* [Trecho do texto]

Quando o obituário é um testemunho de alguém que ousou viver o Evangelho de maneira integral

Por Marcus Vinicius Matos*

Perdemos um dos maiores. Mas o céu certamente está em festa. O Reverendo Tony Campolo faleceu no último dia 19 de novembro, aos 89 anos de idade. Campolo teve uma influência duradoura em minha vida, através de seus textos, livros, pregações e doações – pelo o que serei eternamente grato.

Tive meu primeiro contato com a obra de Campolo em 2005, quando fui chamado pelo Alexandre Brasil, então Secretário Executivo Adjunto da Aliança Bíblica Universitária do Brasil (ABUB), para traduzir um texto que Campolo tinha escrito ao final da década de 1980 – e que tinha sido publicado em uma coletânea da Intervarsity. O texto mudou minha vida. A tradução de A Urgência do Chamado serviu como base para o material de formação do Congresso Missionário Estudantil da ABUB de 2006. O impacto desse texto na minha vida, e em muita gente da minha geração, é visível até hoje.

O pastor Tony Campolo era um cara sincero, crente e desafiador. Como Jesus. Ele nos desafiava a viver um Evangelho radical, verdadeiro, sem nos importarmos com as consequências dessa escolha.

Ele também sabia usar o humor para pregar, e nos lembrar das nossas limitações humanas. Em 2012, quando a Comunhão Anglicana ameaçava se dividir em torno da ordenação das suas primeiras bispas, ele foi o pregador principal e ironizava: “eu não entendo vocês, Anglicanos. Vocês estão além da minha compreensão. Porque vocês tem na Igreja Anglicana um bispo em Durham que não acredita na ressurreição de Cristo. E agora vocês vão rachar a igreja por conta de ordenação de mulheres bispas?!” A Igreja Anglicana não rachou, naquela ocasião. Eu havia começado a frenquentar uma igreja Anglicana naquela época, e essa pregação, bem como as consequencias dela, foram importantes na minha vida.

Por volta dessa época, me aprofundei um pouco mais na obra de Campolo. Através dele, conheci o movimento dos Cristãos da Letra Vermelha, e também a vida e a obra do Shane Claiborne – que liderava, junto com ele, esse movimento. O movimento trazia uma perspectiva de hermenêutica bíblica que era absolutamente coerente com o chamado radical do Evangelho de Jesus. Era, acima de tudo, simples. Em linhas gerais, eles diziam: a igreja cristã, ao longo dos séculos, e nós mesmos, em nossas vidas, sempre corremos o risco de fazermos uma leitura muito seletiva da Bíblia. E essa leitura, frequentemente, relativiza às palavras de Jesus. Quando Jesus, nos Evangelhos, nos desafia a seguí-lo, como desafiou aos seus discípulos, a gente acaba pegando textos do Velho Testamento, ou das cartas de Paulo, para relativizar. Jesus diz para amar aos inimigos, mas daí a gente lembra que Davi matou seus inimigos, e que não podemos levar Jesus ao pé-da-letra. Por outro lado, tornamos algumas outras passagens da Bíblia como literais, com critérios diferentes. O que o movimento pedia era pra gente levar à sério as palavras de Jesus.

[Trechos de dados de apontamento]

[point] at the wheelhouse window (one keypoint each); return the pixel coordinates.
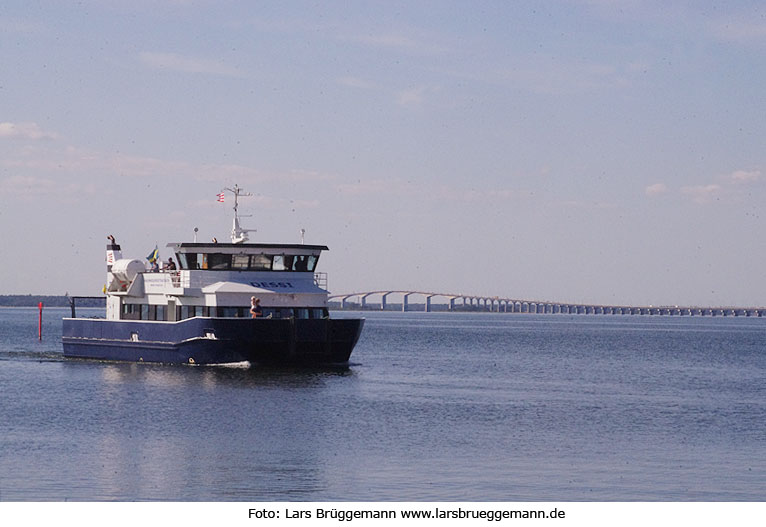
(240, 262)
(248, 262)
(260, 262)
(219, 262)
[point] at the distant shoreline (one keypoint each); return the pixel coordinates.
(47, 300)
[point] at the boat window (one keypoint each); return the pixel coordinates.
(240, 261)
(190, 311)
(188, 260)
(260, 262)
(218, 261)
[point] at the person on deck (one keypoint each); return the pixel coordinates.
(255, 307)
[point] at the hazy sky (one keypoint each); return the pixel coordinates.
(584, 151)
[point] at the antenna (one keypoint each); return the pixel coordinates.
(238, 234)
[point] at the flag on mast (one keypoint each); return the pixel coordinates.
(154, 255)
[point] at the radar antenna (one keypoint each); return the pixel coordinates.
(238, 234)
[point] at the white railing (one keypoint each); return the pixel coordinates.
(179, 279)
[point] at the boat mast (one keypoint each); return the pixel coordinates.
(238, 234)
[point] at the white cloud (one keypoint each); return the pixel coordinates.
(702, 194)
(656, 189)
(741, 29)
(412, 96)
(24, 131)
(744, 176)
(175, 62)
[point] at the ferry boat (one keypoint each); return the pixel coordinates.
(223, 303)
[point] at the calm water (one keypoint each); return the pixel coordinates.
(436, 407)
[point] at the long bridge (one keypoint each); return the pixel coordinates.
(461, 302)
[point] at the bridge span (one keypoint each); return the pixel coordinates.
(459, 302)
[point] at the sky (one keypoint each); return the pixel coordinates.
(592, 151)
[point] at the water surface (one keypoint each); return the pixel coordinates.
(435, 406)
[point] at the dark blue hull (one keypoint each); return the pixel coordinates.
(213, 340)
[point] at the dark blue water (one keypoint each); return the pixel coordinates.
(436, 407)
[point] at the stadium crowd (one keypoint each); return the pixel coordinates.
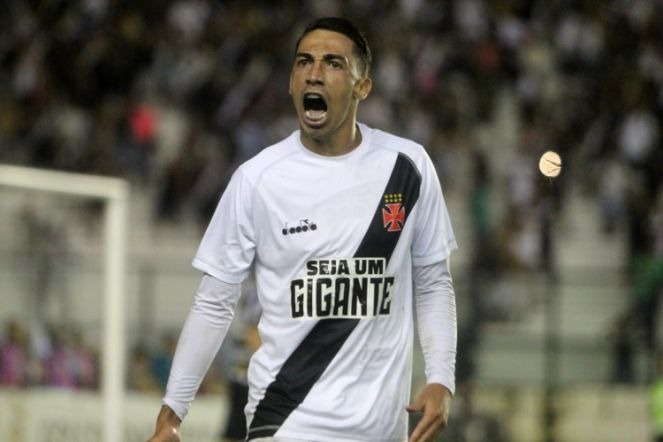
(174, 94)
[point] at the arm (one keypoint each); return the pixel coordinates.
(204, 330)
(435, 307)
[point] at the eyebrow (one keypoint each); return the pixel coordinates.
(326, 57)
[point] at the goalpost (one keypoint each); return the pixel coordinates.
(114, 193)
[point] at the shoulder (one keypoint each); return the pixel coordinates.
(414, 151)
(253, 169)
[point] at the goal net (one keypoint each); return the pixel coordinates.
(22, 190)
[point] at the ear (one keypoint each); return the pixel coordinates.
(362, 88)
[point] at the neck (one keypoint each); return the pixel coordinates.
(337, 143)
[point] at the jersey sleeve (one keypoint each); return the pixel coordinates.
(433, 237)
(227, 249)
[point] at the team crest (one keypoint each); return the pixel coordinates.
(393, 216)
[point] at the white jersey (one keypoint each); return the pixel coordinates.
(333, 240)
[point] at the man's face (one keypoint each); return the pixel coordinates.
(326, 84)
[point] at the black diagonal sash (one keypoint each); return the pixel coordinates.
(314, 354)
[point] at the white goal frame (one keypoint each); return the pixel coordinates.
(114, 193)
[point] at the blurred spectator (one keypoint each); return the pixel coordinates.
(14, 356)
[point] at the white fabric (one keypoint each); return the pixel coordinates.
(364, 390)
(200, 340)
(435, 307)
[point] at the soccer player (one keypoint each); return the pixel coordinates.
(349, 235)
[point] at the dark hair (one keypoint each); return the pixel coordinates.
(345, 27)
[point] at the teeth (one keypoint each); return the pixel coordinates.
(315, 115)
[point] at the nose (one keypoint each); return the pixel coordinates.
(315, 73)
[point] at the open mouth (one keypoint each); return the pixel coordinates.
(315, 107)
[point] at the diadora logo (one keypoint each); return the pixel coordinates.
(393, 216)
(304, 226)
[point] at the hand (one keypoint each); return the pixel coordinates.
(168, 427)
(434, 402)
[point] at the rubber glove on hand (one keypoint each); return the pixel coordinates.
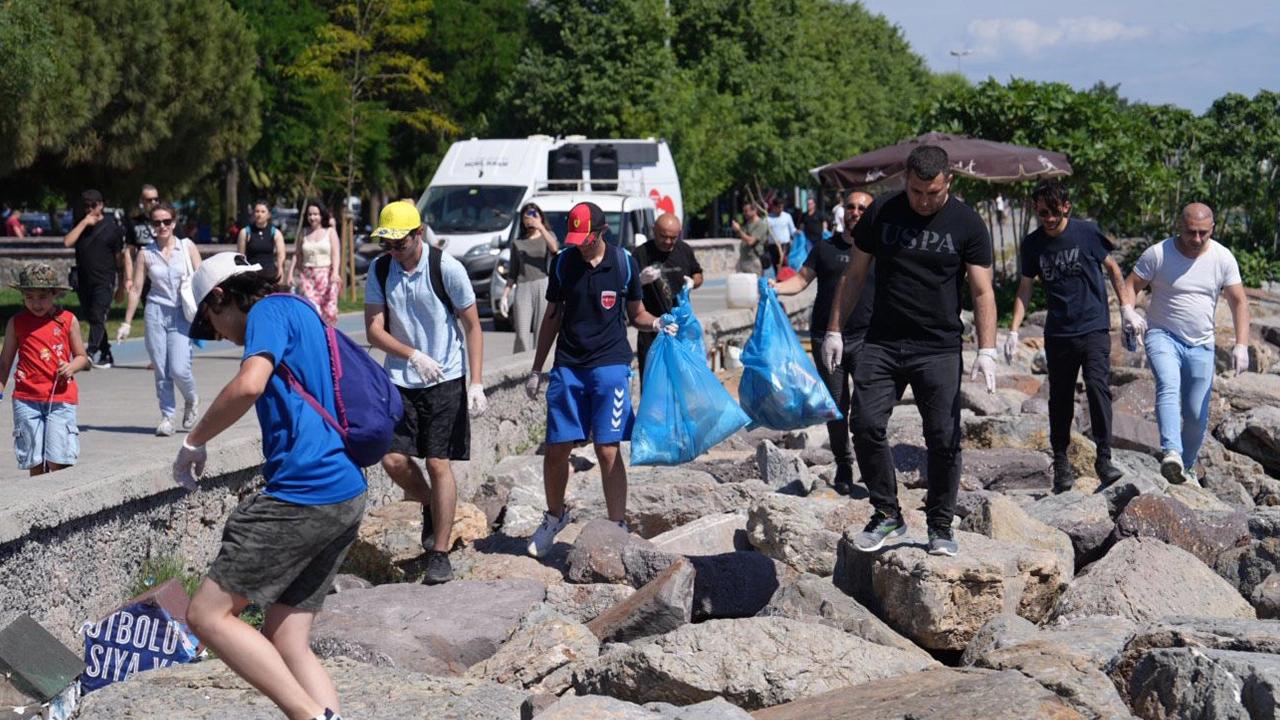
(1240, 359)
(986, 364)
(1010, 346)
(476, 401)
(832, 350)
(666, 324)
(190, 465)
(426, 368)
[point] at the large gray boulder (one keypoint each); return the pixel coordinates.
(941, 693)
(210, 691)
(434, 629)
(753, 662)
(1205, 534)
(1206, 683)
(1146, 579)
(814, 600)
(801, 532)
(940, 602)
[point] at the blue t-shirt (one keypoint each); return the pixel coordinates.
(1070, 265)
(416, 317)
(594, 302)
(306, 461)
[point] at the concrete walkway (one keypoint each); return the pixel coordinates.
(118, 409)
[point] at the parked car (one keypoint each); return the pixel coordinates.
(630, 219)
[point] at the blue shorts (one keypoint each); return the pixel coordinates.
(41, 434)
(589, 404)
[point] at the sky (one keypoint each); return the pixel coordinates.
(1179, 51)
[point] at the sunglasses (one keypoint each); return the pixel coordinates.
(394, 245)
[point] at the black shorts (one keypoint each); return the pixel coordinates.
(435, 422)
(282, 552)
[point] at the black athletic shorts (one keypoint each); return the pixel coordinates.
(282, 552)
(435, 422)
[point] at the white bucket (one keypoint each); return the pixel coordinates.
(741, 290)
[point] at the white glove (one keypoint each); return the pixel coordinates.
(1010, 346)
(533, 384)
(476, 401)
(1240, 359)
(1133, 322)
(832, 350)
(190, 465)
(986, 364)
(426, 368)
(666, 324)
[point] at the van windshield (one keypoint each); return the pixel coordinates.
(471, 209)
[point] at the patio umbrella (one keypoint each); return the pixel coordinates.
(981, 159)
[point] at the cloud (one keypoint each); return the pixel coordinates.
(991, 37)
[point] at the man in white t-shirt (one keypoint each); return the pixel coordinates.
(1185, 273)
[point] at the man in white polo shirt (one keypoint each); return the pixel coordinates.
(412, 296)
(1187, 273)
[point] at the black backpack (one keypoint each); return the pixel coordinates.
(383, 268)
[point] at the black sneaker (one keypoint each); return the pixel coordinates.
(878, 529)
(1064, 477)
(941, 542)
(428, 538)
(438, 568)
(844, 481)
(1107, 473)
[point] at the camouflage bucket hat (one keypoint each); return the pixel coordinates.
(39, 277)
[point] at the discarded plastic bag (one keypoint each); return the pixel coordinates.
(780, 387)
(684, 409)
(690, 332)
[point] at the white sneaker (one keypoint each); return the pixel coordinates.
(545, 533)
(1171, 468)
(188, 414)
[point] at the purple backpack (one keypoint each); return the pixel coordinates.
(368, 404)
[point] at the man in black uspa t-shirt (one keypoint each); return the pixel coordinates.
(667, 264)
(1069, 255)
(826, 263)
(923, 242)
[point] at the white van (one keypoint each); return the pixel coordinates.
(478, 188)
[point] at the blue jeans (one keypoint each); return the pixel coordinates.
(1184, 376)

* [O que fazer]
1. Conte quantas linhas dos registros têm a palavra "window", levando em conta maiúsculas e minúsculas. Responda só com o número.
2. Retome o texto sobre Tony Campolo a partir do ponto em que ele termina.

* [Respostas]
1. 2

2.
Nos anos seguintes, em contato com os Cristãos da Letra Vermelha, tivemos a felicidade de ter autorização para publicar, aqui no Blog Dignidade, textos produzidos por eles. Com o incrível trabalho voluntário de tradutores como Sara Tironi, Mozart Archilla, e Eliezer Silva, conseguimos reproduzir, em português, uma parte importante da teologia escrita e vivida por Tony Campolo, Shane Claiborne, e outras e outros que caminhavam com eles. Dentre esses, destacamos:

Enquanto sofria meu luto pela sua partida, as palavras de um amigo e irmão, Nehamias Monteiro – que foi Presidente da ABU Leste, quando eu era ainda estudante – me lembraram de uma história que exemplifica bem o caráter e o cristianismo vivido por Campolo. Trata-se de uma história relembrada aqui, em vídeo, pelo próprio Campolo, e resumida nas palavras do Nehemias, que reproduzo aqui:

Eu me lembro de uma história do Tony Campolo, em que ele foi em Honolulu, estava com fome, e não achava um restaurante. Entrou num lugar aleatório, e viu que era bem esquisito, meio sujo. Na mesa ao lado, uma prostituta comentava com outra que ela faria aniversário no dia seguinte, e nunca na vida tinha tido uma festa de aniversário. Ele decidiu então chamar o dono do bar, perguntou se elas iam lá todo dia, e ele disse que sim. E falou que ele ia providenciar um bolo de aniversário para ela na dia de seguinte. Na noite seguinte, duas e meia da manhã, ela e dezenas de suas “colegas de trabalho” estavam lá. Ele orou por elas e as abençoou. E a aniversariante perguntou Que igreja é essa sua, que dá festa de aniversário para prostitutas?” Eu li essa história há mais de 20 anos, e confesso, sempre achei estranha. Mas o fato de acharmos estranha, diferente, exótica nos mostra quão afastados de Jesus estamos.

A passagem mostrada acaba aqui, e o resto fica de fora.